* _Required actions_
(a) According to the patch message, why does xfs_get_cowextsz_hint() return the extsz_hint value when the forcealign flag is set?
(b) Duplicate the passage of the patch message from "diff --git a/fs/xfs/libxfs/xfs_bmap.c" to "(ap->datatype & XFS_ALLOC_USERDATA)".

══ Extract

Re: [PATCH v2 04/14] fs: xfs: Make file data allocations observe the 'forcealign' flag

From: John Garry
Date: Tue Mar 05 2024 - 10:24:04 EST


On 05/03/2024 00:44, Dave Chinner wrote:
On Mon, Mar 04, 2024 at 01:04:18PM +0000, John Garry wrote:
From: "Darrick J. Wong" <djwong@xxxxxxxxxx>

The existing extsize hint code already did the work of expanding file
range mapping requests so that the range is aligned to the hint value.
Now add the code we need to guarantee that the space allocations are
also always aligned.

XXX: still need to check all this with reflink

Signed-off-by: "Darrick J. Wong" <djwong@xxxxxxxxxx>
Co-developed-by: John Garry <john.g.garry@xxxxxxxxxx>
Signed-off-by: John Garry <john.g.garry@xxxxxxxxxx>
---
fs/xfs/libxfs/xfs_bmap.c | 22 +++++++++++++++++-----
fs/xfs/xfs_iomap.c | 4 +++-
2 files changed, 20 insertions(+), 6 deletions(-)

diff --git a/fs/xfs/libxfs/xfs_bmap.c b/fs/xfs/libxfs/xfs_bmap.c
index 60d100134280..8dee60795cf4 100644
--- a/fs/xfs/libxfs/xfs_bmap.c
+++ b/fs/xfs/libxfs/xfs_bmap.c
@@ -3343,6 +3343,19 @@ xfs_bmap_compute_alignments(
align = xfs_get_cowextsz_hint(ap->ip);
else if (ap->datatype & XFS_ALLOC_USERDATA)
align = xfs_get_extsz_hint(ap->ip);
+
+ /*
+ * xfs_get_cowextsz_hint() returns extsz_hint for when forcealign is
+ * set as forcealign and cowextsz_hint are mutually exclusive
+ */
+ if (xfs_inode_forcealign(ap->ip) && align) {
+ args->alignment = align;
+ if (stripe_align % align)

════
══ Data provided

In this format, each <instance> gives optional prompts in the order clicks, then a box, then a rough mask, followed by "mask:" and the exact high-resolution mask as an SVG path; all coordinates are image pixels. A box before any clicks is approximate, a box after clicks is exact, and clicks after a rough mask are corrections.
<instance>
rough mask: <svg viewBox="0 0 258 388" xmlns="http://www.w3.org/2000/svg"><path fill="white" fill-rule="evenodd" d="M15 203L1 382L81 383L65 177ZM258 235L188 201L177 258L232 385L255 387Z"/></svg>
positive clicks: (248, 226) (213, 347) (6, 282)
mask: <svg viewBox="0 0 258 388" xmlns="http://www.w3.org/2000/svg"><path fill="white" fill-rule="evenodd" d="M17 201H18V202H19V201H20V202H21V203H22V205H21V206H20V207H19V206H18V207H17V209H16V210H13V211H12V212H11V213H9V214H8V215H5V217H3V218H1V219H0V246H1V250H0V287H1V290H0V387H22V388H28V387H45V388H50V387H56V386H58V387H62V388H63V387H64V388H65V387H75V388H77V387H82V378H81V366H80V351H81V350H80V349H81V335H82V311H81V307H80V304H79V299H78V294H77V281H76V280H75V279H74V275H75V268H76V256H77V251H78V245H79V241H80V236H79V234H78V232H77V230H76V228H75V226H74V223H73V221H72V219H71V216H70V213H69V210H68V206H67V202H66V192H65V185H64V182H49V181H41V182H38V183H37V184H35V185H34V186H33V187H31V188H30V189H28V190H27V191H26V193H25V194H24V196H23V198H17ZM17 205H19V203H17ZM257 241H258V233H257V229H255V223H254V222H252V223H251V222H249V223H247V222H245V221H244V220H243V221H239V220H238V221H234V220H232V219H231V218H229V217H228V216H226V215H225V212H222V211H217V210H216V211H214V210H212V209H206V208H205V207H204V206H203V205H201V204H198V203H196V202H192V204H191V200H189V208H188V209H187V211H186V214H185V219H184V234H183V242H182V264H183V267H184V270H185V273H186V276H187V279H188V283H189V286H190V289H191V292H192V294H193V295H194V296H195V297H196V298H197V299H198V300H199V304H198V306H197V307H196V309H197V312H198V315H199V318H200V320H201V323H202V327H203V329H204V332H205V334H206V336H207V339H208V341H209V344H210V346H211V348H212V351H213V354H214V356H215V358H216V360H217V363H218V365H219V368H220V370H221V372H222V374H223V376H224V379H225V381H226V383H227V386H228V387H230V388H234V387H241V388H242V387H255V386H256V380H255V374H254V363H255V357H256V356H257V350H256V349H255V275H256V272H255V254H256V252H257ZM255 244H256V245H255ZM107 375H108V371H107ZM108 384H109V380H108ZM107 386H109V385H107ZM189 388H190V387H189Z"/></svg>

════

* _Exercise results_
(a) It returns extsz_hint in that case because forcealign and cowextsz_hint are mutually exclusive. When forcealign is set, the extent size hint is therefore used in place of the copy-on-write extent size hint.

(b)
diff --git a/fs/xfs/libxfs/xfs_bmap.c b/fs/xfs/libxfs/xfs_bmap.c
index 60d100134280..8dee60795cf4 100644
--- a/fs/xfs/libxfs/xfs_bmap.c
+++ b/fs/xfs/libxfs/xfs_bmap.c
@@ -3343,6 +3343,19 @@ xfs_bmap_compute_alignments(
align = xfs_get_cowextsz_hint(ap->ip);
else if (ap->datatype & XFS_ALLOC_USERDATA)